**DOCUMENT TEXT**
>>>
# Design Topics

Here lists various topics related to the design of `art_modern`.

## Motivation

ART is an excellent software for simulating reads from a reference genome. However, it comes with the following limitations:

- The implementation is not parallelized.
- The implementation may consume too much memory or fail on genomes that contain a limited number of chromosomes of enormous (larger than `signed int32`) sizes.
- The implementation may consume too much memory or fail on transcriptome or template collection that contains an enormous number of contigs (cDNAs or other types of template molecules).
- The implementation only supports unified coverage, which is not suitable for transcriptome simulation where each cDNA molecule has its own expression level.
- The implementation outputs alignments in SAM format, which is not space-efficient. We also spot some SAM records generated by `art_illumina` whose query length inferred from CIGAR strings differs from the actual query length.
<<<
**PROVIDED DATA**
>>>
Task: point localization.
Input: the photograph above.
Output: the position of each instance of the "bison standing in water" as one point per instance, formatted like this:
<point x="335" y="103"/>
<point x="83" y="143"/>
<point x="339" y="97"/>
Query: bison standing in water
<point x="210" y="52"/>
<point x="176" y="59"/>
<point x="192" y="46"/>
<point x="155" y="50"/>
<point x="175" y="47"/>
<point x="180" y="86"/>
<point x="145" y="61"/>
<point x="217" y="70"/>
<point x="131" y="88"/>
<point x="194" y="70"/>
<<<
Could you carry on with the `art_modern` design notes, writing what comes after their last sentence?

**OUTPUT FOR THIS EXERCISE**
So, we developed `art_modern` with the following ideas:

- Parallelization is implemented using another layer of abstraction, simulation job, which can be taken as a unit of work in one thread, etc.
- Writer for SAM output format was re-implemented using [HTSLib](https://www.htslib.org/), which allows supporting BAM and headless SAM/BAM output format with minimal modifications of code.
- Multiple FASTA parsers were added. For example, the `htslib` parser allows on-disk random access of enormous genomes without reading them into memory, while the `stream` parser allows streaming of FASTA files. All coordinates are now int64-based.
- The low-level I/O routines are made asynchronized to improve performance.
- Support other random number generators like Intel OneAPI Math Kernel Library (OneMKL).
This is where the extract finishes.